(Saved data entries)
------------------------------
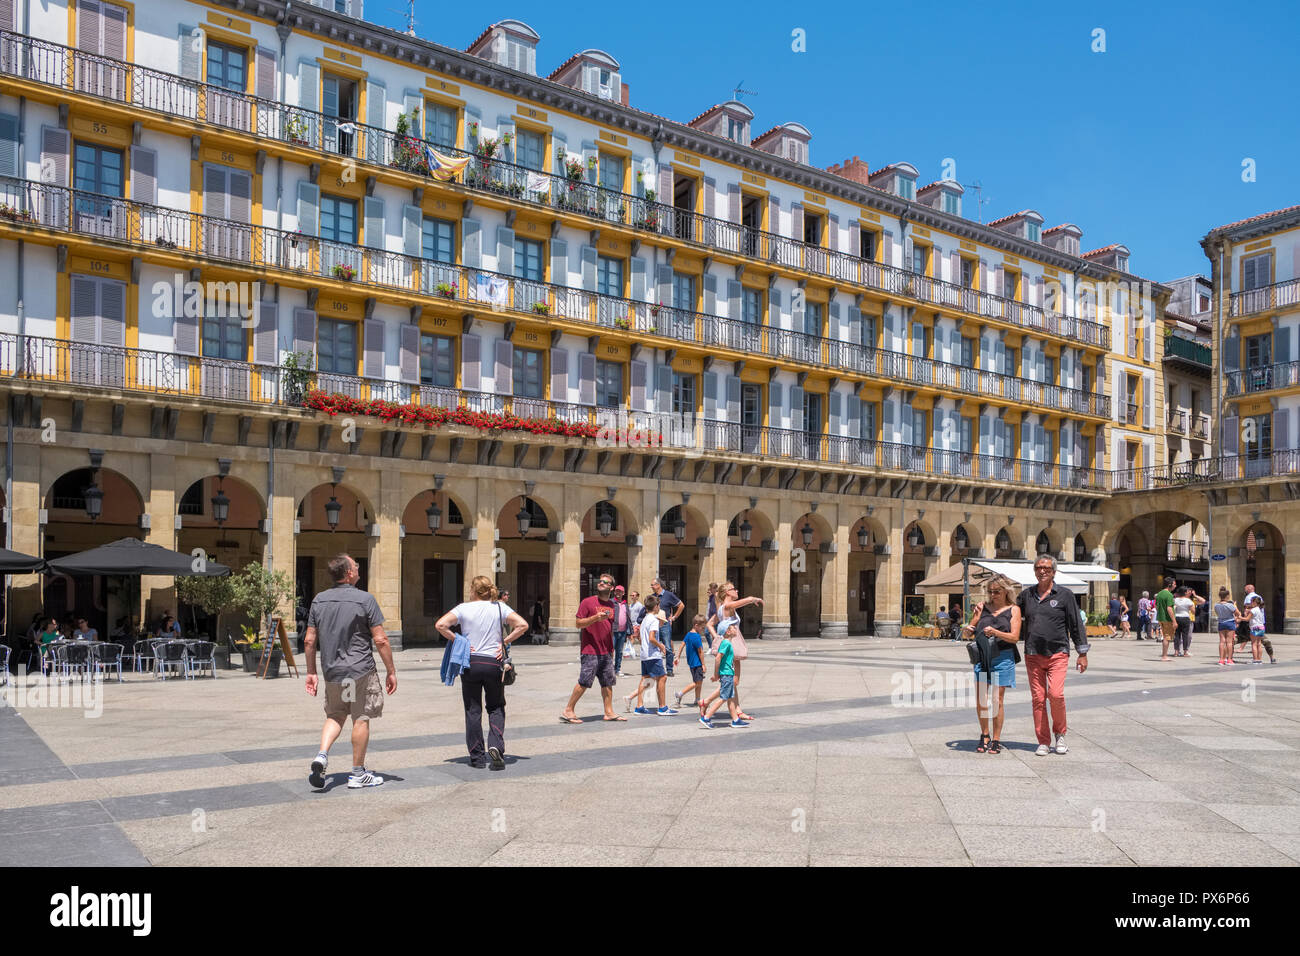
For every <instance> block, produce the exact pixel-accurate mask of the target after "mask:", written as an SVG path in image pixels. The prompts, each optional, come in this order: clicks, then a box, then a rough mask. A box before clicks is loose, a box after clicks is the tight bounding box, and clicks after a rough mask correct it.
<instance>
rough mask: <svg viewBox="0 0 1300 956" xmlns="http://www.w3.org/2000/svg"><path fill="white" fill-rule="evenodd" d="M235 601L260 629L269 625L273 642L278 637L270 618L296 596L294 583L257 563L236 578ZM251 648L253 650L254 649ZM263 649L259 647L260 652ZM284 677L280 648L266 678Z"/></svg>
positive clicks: (252, 648)
mask: <svg viewBox="0 0 1300 956" xmlns="http://www.w3.org/2000/svg"><path fill="white" fill-rule="evenodd" d="M233 578H234V580H233V589H234V600H233V602H231V604H233V605H234V606H235V607H239V609H242V610H243V611H246V613H247V614H248V617H251V618H252V619H253V620H256V622H257V627H259V628H261V627H263V626H265V637H264V639H263V640H268V641H273V640H274V639H276V635H274V633H272V630H270V618H272V615H273V614H274V613H276V609H277V607H279V606H281V605H283V604H286V602H287V601H289V600H290V598H291V597H292V594H294V581H292V579H291V578H290V576H289V574H287V572H286V571H268V570H266V568H264V567H263V566H261V563H260V562H253V563H251V564H248V566H247V567H244V570H243V571H240V572H239V574H237V575H234V576H233ZM253 646H256V645H253V644H251V645H250V650H252V649H253ZM260 649H261V646H257V650H260ZM278 675H279V649H278V648H273V649H272V656H270V666H269V669H268V672H266V676H278Z"/></svg>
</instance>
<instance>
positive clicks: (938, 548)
mask: <svg viewBox="0 0 1300 956" xmlns="http://www.w3.org/2000/svg"><path fill="white" fill-rule="evenodd" d="M937 558H939V535H937V533H936V532H935V529H933V528H932V527H931V525H930V524H927V523H926V522H922V520H920V519H917V520H914V522H911V523H910V524H909V525H907V527H906V528H904V532H902V623H904V626H905V627H906V626H907V624H909V623H911V618H913V615H917V614H924V611H926V598H924V596H923V594H918V593H917V585H918V584H920V583H922V581H923V580H926V578H928V576H930V575H931V574H932V572H933V570H935V564H936V562H937Z"/></svg>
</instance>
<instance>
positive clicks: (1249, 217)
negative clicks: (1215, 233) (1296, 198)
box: [1210, 206, 1300, 233]
mask: <svg viewBox="0 0 1300 956" xmlns="http://www.w3.org/2000/svg"><path fill="white" fill-rule="evenodd" d="M1287 212H1300V206H1288V207H1287V208H1284V209H1274V211H1273V212H1261V213H1260V215H1258V216H1251V217H1249V219H1240V220H1238V221H1236V222H1229V224H1227V225H1226V226H1216V228H1214V229H1210V232H1212V233H1218V232H1222V230H1225V229H1235V228H1236V226H1244V225H1249V224H1251V222H1260V221H1261V220H1266V219H1269V217H1270V216H1282V215H1283V213H1287Z"/></svg>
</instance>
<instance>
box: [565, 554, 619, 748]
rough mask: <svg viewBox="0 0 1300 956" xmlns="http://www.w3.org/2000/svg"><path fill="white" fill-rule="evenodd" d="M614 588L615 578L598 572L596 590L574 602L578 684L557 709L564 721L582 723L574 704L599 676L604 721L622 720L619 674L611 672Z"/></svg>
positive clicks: (613, 618) (577, 680) (572, 722)
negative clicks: (617, 697) (562, 707)
mask: <svg viewBox="0 0 1300 956" xmlns="http://www.w3.org/2000/svg"><path fill="white" fill-rule="evenodd" d="M612 591H614V578H612V576H610V575H601V580H599V581H598V583H597V585H595V594H593V596H591V597H588V598H584V601H582V604H580V605H578V606H577V626H578V627H580V628H582V631H581V648H580V650H578V661H580V662H581V666H580V667H578V675H577V684H575V685H573V693H571V695H569V702H568V706H567V708H564V710H563V713H560V719H562V721H563V722H564V723H582V721H581V718H578V715H577V714H576V713H573V706H575V705H576V704H577V701H578V698H580V697H581V696H582V695H584V693H585V692H586V689H588V688H589V687H591V682H593V680H595V679H599V680H601V701H602V702H603V704H604V719H606V721H625V719H627V718H625V717H623V715H621V714H615V713H614V684H615V683H616V682H617V678H616V676H615V674H614V601H611V600H610V593H611V592H612Z"/></svg>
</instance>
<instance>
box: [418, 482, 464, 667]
------------------------------
### TASK
Extract every item above verbatim, line for line, and leave the pictures out.

### EXERCISE ANSWER
For every <instance> block, produce the exact pixel-accurate mask of the target after "mask:", written as an SVG path in image pixels. The prompts, each optional, come in this order: clicks, then a box, then a rough mask. A box before clicks is loose, a box after clicks is the tight bounding box, and clicks after a rough mask correct it.
<instance>
rough mask: <svg viewBox="0 0 1300 956" xmlns="http://www.w3.org/2000/svg"><path fill="white" fill-rule="evenodd" d="M235 601L260 629L269 625L273 642L278 637L270 618L296 596L294 583L257 563L236 578ZM251 648L253 650L254 649ZM263 649L259 647L260 652ZM284 677L280 648L266 678Z"/></svg>
positive clicks: (252, 648)
mask: <svg viewBox="0 0 1300 956" xmlns="http://www.w3.org/2000/svg"><path fill="white" fill-rule="evenodd" d="M233 578H234V580H233V589H234V600H233V602H231V604H233V605H234V606H235V607H239V609H242V610H243V611H246V613H247V614H248V617H251V618H252V619H253V620H256V622H257V627H259V628H261V627H263V626H265V637H264V639H263V640H268V641H273V640H274V639H276V635H274V633H272V630H270V618H272V615H273V614H274V613H276V609H277V607H279V606H281V605H283V604H286V602H287V601H289V600H290V598H291V597H292V594H294V581H292V579H291V578H290V576H289V574H287V572H286V571H268V570H266V568H264V567H263V566H261V563H260V562H253V563H251V564H248V566H247V567H244V570H243V571H240V572H239V574H237V575H234V576H233ZM253 646H256V645H253V644H251V645H250V650H252V649H253ZM260 649H261V646H257V650H260ZM278 675H279V649H278V648H273V649H272V656H270V666H269V669H268V672H266V676H278Z"/></svg>
</instance>
<instance>
positive clicks: (938, 548)
mask: <svg viewBox="0 0 1300 956" xmlns="http://www.w3.org/2000/svg"><path fill="white" fill-rule="evenodd" d="M937 558H939V535H937V533H936V532H935V529H933V528H932V527H931V525H930V524H927V523H926V522H922V520H920V519H917V520H914V522H911V523H910V524H909V525H907V527H906V528H904V532H902V623H904V626H905V627H906V626H907V624H909V623H911V618H913V615H917V614H924V611H926V598H924V596H923V594H918V593H917V585H918V584H920V583H922V581H923V580H926V578H928V576H930V575H931V574H932V572H933V570H935V564H936V562H937Z"/></svg>
</instance>
<instance>
positive clicks: (1249, 217)
negative clicks: (1215, 233) (1296, 198)
box: [1210, 206, 1300, 233]
mask: <svg viewBox="0 0 1300 956" xmlns="http://www.w3.org/2000/svg"><path fill="white" fill-rule="evenodd" d="M1287 212H1300V206H1288V207H1287V208H1284V209H1274V211H1273V212H1261V213H1260V215H1258V216H1251V217H1249V219H1240V220H1238V221H1236V222H1229V224H1227V225H1226V226H1216V228H1214V229H1210V232H1212V233H1218V232H1222V230H1225V229H1235V228H1236V226H1244V225H1249V224H1251V222H1260V221H1261V220H1266V219H1269V217H1270V216H1282V215H1283V213H1287Z"/></svg>
</instance>
<instance>
box: [565, 554, 619, 748]
rough mask: <svg viewBox="0 0 1300 956" xmlns="http://www.w3.org/2000/svg"><path fill="white" fill-rule="evenodd" d="M614 588L615 578L598 572L596 590L574 602L578 684L557 709L564 721L582 723L574 704L599 676L604 721L622 720L619 674L611 672Z"/></svg>
positive clicks: (613, 618) (577, 680) (572, 722)
negative clicks: (617, 697) (562, 707)
mask: <svg viewBox="0 0 1300 956" xmlns="http://www.w3.org/2000/svg"><path fill="white" fill-rule="evenodd" d="M612 591H614V578H612V576H610V575H601V580H599V581H598V583H597V585H595V594H593V596H591V597H588V598H584V601H582V604H580V605H578V606H577V626H578V627H580V628H582V631H581V648H580V650H578V661H580V662H581V666H580V667H578V675H577V684H575V685H573V693H571V695H569V702H568V706H567V708H564V710H563V713H560V719H562V721H563V722H564V723H582V721H581V718H578V715H577V714H576V713H573V706H575V705H576V704H577V701H578V698H580V697H581V696H582V695H584V693H585V692H586V689H588V688H589V687H591V682H593V680H595V679H599V680H601V701H602V702H603V704H604V719H606V721H625V719H627V718H625V717H623V715H621V714H615V713H614V684H615V683H616V682H617V678H616V676H615V674H614V601H611V600H610V593H611V592H612Z"/></svg>
</instance>
<instance>
box: [418, 482, 464, 667]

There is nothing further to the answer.